DOCUMENT EXCERPT –

--- START ---

CPR – Not for everyone

Dr Mark Taubert has been in the news recently and for all the right reasons it would seem. As a Palliative Care Consultant at Velindre NHS Trust, Cardiff he wrote an open letter to David Bowie about death and how there can be a ‘good’ death.

He has also discussed CPR for the elderly and whether this is always the best approach; emphasising that CPR is not always as we see it on television.

CPR can be traumatic and painful, and it is often not successful, particularly where the patient is in receipt of palliative care. Palliative care inevitably involves those who are terminally ill and with a limited life expectancy. There may also be considerable issues surrounding their capacity. Dr Taubert says the number of people who survive CPR when aged over 80 is around 3%.

The modern (British) world often struggles with death and the process of dying. We no longer observe the prolonged periods of mourning endured by our Victorian ancestors, with their memento mori and gothic cemeteries such as Arnos Vale and Highgate. Better living standards and modern medicine mean we are all living longer, but we are not necessarily living well longer. With increased age comes increased frailty and there is a generation of people living many decades longer than their parents. Although someone is more likely to survive a stroke in their 60s, they may have to bear a slow decline and ultimately death in perhaps their 90s or even 100s.

--- END ---

EXERCISES –
a: For each statement about the text on CPR, answer yes or no depending on whether it agrees with the text, and quote the exact words that decide it. (i) Dr Taubert works as a Palliative Care Consultant at Velindre NHS Trust in Cardiff. (ii) About 10% of people over 80 survive CPR. (iii) People in modern Britain still keep the long mourning periods of the Victorians.
b: Go on with the text about CPR from the point where it stops.
The records play no part in the work on the text about CPR.

Records from a collection –

--- START ---

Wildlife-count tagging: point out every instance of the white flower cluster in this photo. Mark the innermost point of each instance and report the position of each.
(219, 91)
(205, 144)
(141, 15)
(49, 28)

--- END ---

EXERCISE RESULTS –
a:
(i) Yes: "As a Palliative Care Consultant at Velindre NHS Trust, Cardiff"
(ii) No: "Dr Taubert says the number of people who survive CPR when aged over 80 is around 3%."
(iii) No: "We no longer observe the prolonged periods of mourning endured by our Victorian ancestors"

b:
Injuries once considered fatal can now be managed so that lives are saved, but the survivor may have a short life expectancy or they may have to cope with impairment or reduced quality of life.

Palliative care seeks to ease pain and assist the transition to death. CPR may be a part of that, but being aware of both the risks and benefits may help the patient and their family when making important decisions about end of life care.